• _Task to carry out_
Extract the passage of the album text starting at "Studio album by" and ending at "Songs of 2012.", copying it word for word.

• _Provided text_
· · ·

Studio album by Joe Pug
- Released: 2012
- Genre: Folk rock
- Label: Lightning Rod Records

Joe Pug chronology
| Live at Lincoln Hall (2011) | The Great Despiser (2012) | Windfall (2015) |

= The Great Despiser =

The Great Despiser is Joe Pug's second studio album. The album's opening track, "Hymn #76," was selected by American Songwriter magazine as one of the Top 50 Songs of 2012.

==Track listing==

1. "Hymn #76" – 3:37
2. "Those Thankless Years" – 3:05
3. "The Great Despiser" – 4:05
4. "A Gentle Few" – 3:53
5. "Ours" – 4:03
6. "Silver Harps and Violins" – 4:13
7. "Stronger Than The World" – 3:16
8. "One of Many" – 3:09
9. "Neither Do I Need A Witness" – 3:26
10. "The Servant's Ace" – 3:11
11. "Deep Dark Wells" – 2:51

==Credits==
- Joe Pug - Composer, Guitar (Acoustic), Guitar (Tenor), Harmonica, Primary Artist, Vocals
- Don Bartlett - Management
- Jim Becker - Banjo, Fiddle, Mandolin, Slide Guitar
- Josh Brinkman - Booking
- Brian Deck - Drums, Mixing, Producer
- Craig Finn - Vocals
- Dorian Gehring - Assistant
- Sam Kassirer - Marimba, Organ, Piano
- Mike Novak - Assistant
- Gordon Patriarca - Bass
- Neil Strauch - Engineer
- Shawn Stucky - Artwork, Design
- Greg Tuohey - Guitar (Acoustic), Guitar (Electric)

· · ·

• _Recorded data_
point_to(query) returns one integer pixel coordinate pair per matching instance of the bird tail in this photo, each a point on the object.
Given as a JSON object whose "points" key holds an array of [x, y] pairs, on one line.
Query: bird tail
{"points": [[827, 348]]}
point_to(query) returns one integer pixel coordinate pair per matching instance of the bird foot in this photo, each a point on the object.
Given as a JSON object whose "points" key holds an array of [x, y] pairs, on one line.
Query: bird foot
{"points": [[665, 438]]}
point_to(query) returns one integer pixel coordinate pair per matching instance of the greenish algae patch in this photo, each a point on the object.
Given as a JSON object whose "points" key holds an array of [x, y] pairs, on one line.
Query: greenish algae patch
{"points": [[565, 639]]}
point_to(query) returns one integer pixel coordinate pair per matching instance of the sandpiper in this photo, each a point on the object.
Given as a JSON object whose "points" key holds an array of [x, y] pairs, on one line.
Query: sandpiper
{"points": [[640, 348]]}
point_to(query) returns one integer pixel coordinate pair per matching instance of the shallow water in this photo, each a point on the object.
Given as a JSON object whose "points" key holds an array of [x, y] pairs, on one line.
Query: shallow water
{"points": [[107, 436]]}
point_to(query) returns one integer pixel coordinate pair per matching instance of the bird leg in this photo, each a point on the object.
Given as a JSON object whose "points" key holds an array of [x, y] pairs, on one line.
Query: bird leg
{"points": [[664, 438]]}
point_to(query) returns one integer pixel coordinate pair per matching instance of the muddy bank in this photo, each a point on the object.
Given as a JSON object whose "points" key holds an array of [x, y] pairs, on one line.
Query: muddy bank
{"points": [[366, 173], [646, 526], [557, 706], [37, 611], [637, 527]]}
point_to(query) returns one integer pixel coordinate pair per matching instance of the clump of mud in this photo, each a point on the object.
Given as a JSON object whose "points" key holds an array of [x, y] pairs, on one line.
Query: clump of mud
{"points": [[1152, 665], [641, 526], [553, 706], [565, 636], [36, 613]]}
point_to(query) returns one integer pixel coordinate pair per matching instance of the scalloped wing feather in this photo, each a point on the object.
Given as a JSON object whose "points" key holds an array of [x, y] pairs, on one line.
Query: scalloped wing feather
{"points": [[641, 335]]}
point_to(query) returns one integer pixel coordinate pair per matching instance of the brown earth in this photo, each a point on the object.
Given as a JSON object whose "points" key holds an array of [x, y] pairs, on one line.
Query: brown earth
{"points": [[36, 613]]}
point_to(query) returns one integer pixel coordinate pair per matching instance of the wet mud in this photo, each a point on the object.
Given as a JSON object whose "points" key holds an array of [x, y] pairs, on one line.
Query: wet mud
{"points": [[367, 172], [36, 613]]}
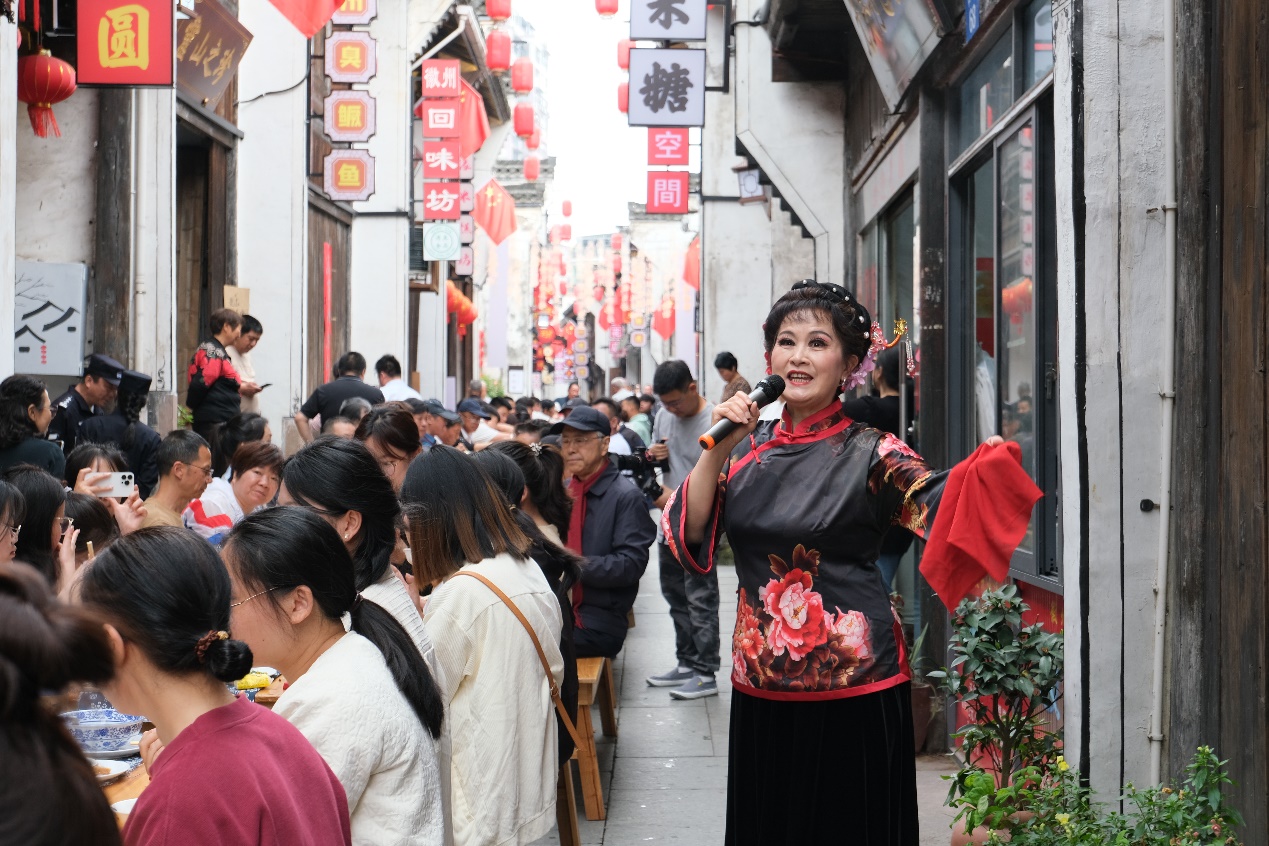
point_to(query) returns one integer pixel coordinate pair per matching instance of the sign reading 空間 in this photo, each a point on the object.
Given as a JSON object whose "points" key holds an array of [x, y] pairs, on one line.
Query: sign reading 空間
{"points": [[127, 43]]}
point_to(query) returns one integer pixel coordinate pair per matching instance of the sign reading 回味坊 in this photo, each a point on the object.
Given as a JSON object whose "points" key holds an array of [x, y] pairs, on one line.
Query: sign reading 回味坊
{"points": [[124, 42]]}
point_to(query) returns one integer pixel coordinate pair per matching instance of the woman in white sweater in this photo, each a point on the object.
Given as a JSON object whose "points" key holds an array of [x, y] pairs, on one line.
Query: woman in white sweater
{"points": [[362, 694], [499, 714]]}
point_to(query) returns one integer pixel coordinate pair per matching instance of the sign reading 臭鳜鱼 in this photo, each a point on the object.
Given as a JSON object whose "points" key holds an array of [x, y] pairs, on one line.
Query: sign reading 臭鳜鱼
{"points": [[348, 175], [668, 192], [210, 45], [127, 43], [666, 88], [349, 116], [350, 57]]}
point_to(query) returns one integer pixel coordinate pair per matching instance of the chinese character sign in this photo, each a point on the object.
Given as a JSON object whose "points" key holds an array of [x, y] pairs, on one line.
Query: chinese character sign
{"points": [[440, 78], [350, 57], [124, 43], [668, 146], [349, 175], [668, 88], [440, 159], [349, 116], [668, 192], [668, 19]]}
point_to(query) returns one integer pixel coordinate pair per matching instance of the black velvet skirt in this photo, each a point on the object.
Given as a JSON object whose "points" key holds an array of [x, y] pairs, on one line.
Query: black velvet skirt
{"points": [[833, 771]]}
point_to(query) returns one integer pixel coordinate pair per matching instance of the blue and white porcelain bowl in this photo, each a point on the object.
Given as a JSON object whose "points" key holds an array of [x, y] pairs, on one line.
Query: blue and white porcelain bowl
{"points": [[102, 731]]}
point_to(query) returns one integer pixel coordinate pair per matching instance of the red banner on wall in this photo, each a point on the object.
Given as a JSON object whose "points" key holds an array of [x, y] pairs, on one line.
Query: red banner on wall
{"points": [[126, 43]]}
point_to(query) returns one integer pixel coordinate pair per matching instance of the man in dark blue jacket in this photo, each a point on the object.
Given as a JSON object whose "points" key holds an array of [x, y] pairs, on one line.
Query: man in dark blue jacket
{"points": [[611, 529]]}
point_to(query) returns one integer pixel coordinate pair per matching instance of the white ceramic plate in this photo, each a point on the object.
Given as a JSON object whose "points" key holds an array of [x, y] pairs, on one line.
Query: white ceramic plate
{"points": [[126, 752], [113, 770]]}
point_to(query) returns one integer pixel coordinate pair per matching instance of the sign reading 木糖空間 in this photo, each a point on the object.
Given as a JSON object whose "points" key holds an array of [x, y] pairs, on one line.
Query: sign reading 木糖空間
{"points": [[668, 19], [668, 88], [210, 46], [348, 175], [127, 43]]}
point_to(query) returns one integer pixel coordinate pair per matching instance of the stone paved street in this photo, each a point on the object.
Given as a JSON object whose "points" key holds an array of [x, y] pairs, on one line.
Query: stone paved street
{"points": [[665, 775]]}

· · ·

• _Written response_
Studio album by Joe Pug
- Released: 2012
- Genre: Folk rock
- Label: Lightning Rod Records

Joe Pug chronology
| Live at Lincoln Hall (2011) | The Great Despiser (2012) | Windfall (2015) |

= The Great Despiser =

The Great Despiser is Joe Pug's second studio album. The album's opening track, "Hymn #76," was selected by American Songwriter magazine as one of the Top 50 Songs of 2012.